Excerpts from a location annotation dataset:
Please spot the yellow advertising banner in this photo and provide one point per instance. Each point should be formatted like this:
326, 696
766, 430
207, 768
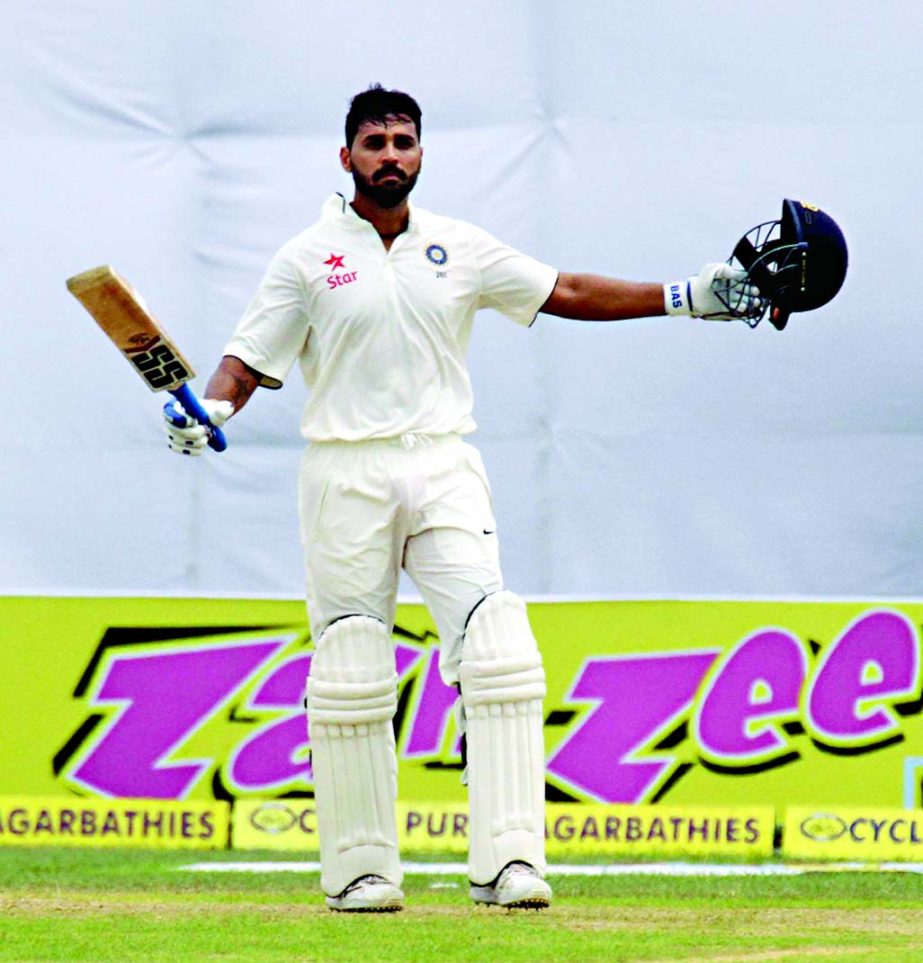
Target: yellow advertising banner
158, 824
604, 832
867, 834
585, 831
650, 703
281, 824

### SET PROBLEM
Render each line of the entries above as a Markdown table with the columns Row and Line, numbering rows in sequence and omitting blank lines. Leave the pictures out of the table.

### WRITTEN SOLUTION
| Row | Line |
|---|---|
| 1 | Please spot the yellow advertising banner in this photo and provide one point per instance. Each point should be formatted like this: |
| 2 | 326, 696 |
| 3 | 766, 430 |
| 4 | 207, 768 |
| 5 | Target: yellow advertising banner |
| 6 | 158, 824 |
| 7 | 604, 832 |
| 8 | 867, 834 |
| 9 | 585, 831 |
| 10 | 650, 703 |
| 11 | 281, 824 |